Task brief: Please write out every one of the records below word for word, leaving out the pictures.

Data excerpts:
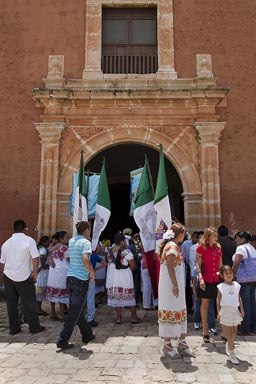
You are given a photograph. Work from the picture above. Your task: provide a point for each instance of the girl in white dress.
(228, 302)
(119, 283)
(43, 271)
(172, 311)
(56, 286)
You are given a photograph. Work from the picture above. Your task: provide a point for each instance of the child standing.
(228, 303)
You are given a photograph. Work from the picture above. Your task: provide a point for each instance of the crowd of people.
(210, 275)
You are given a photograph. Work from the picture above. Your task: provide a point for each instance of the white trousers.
(147, 289)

Task output:
You are given a photograph. Work from the picture above. Your task: provide a point for each instance of the girl in white dress.
(228, 302)
(119, 283)
(43, 271)
(172, 311)
(56, 286)
You are given a photograph. Work from the picture above. Your task: provide a point for each instance of the child standing.
(228, 303)
You are given a photograph. Work from the picture above. Your task: provide a point for each instance of the crowd of people.
(210, 275)
You are given a photograph. Work from the picture above. Your task: provide a point for each instance of the white trousers.
(147, 289)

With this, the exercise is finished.